ITEMS:
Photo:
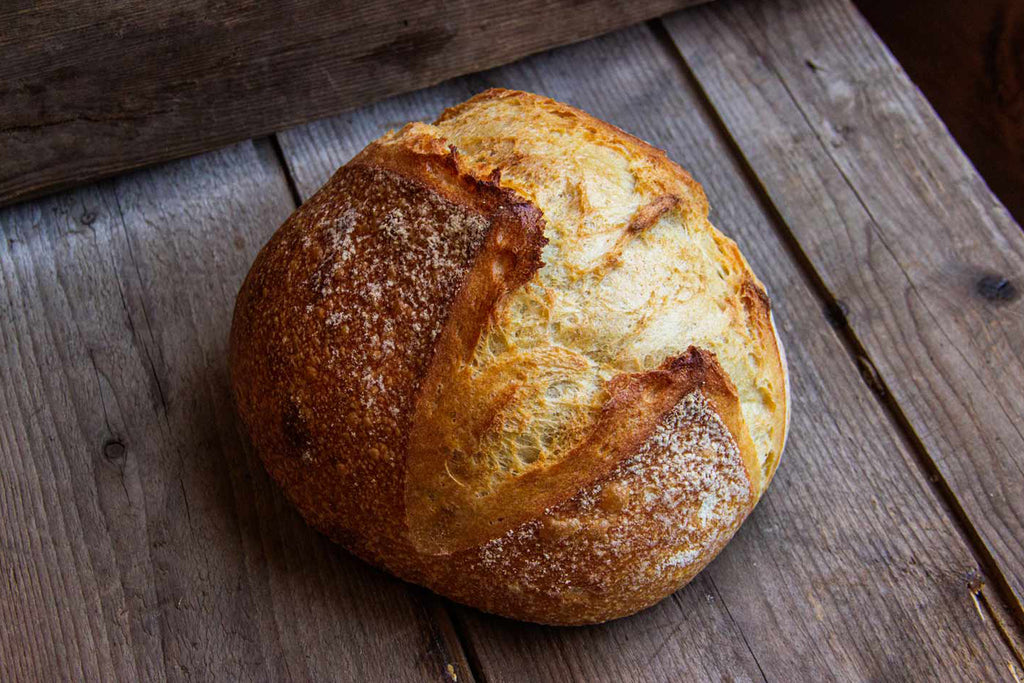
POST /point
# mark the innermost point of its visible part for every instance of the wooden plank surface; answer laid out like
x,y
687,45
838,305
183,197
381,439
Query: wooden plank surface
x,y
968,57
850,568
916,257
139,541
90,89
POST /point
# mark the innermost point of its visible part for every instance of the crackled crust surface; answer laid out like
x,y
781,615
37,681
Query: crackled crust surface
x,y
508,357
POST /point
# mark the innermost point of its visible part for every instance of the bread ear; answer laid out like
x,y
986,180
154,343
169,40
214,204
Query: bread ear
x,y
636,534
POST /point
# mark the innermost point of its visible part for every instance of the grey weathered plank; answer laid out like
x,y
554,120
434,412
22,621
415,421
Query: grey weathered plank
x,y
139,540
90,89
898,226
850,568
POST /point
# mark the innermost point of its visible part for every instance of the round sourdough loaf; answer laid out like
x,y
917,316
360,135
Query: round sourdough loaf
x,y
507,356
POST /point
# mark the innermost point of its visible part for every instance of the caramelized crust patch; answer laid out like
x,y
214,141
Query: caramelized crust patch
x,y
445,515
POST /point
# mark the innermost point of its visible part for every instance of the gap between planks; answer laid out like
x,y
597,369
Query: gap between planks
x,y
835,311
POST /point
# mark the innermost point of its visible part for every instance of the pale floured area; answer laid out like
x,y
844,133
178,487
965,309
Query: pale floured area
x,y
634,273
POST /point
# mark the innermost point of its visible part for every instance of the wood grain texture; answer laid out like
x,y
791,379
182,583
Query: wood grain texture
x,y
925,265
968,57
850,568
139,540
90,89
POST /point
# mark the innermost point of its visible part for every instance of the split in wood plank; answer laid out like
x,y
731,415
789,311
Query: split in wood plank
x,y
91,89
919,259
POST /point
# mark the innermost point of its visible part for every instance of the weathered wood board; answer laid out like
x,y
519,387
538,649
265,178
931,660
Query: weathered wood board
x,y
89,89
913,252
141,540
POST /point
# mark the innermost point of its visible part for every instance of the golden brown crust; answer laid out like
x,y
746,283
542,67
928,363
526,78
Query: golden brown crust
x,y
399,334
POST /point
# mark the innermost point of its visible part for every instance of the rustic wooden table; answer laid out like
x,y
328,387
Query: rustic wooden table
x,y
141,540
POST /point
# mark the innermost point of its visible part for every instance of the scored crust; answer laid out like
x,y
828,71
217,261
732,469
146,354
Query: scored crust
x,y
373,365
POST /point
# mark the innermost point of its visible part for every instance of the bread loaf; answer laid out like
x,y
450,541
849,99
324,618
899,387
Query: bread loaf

GIVEN REQUEST: Collect every line of the listing above that contains the string "wooden". Case counts.

OUTPUT BELOW:
# mark the innermost point of its visible part for every instance of the wooden plank surface; answer laid out like
Query: wooden plank surface
# mark the innermost point of its visible part for every instance of the rustic wooden table; answer laid out like
Query: rustic wooden table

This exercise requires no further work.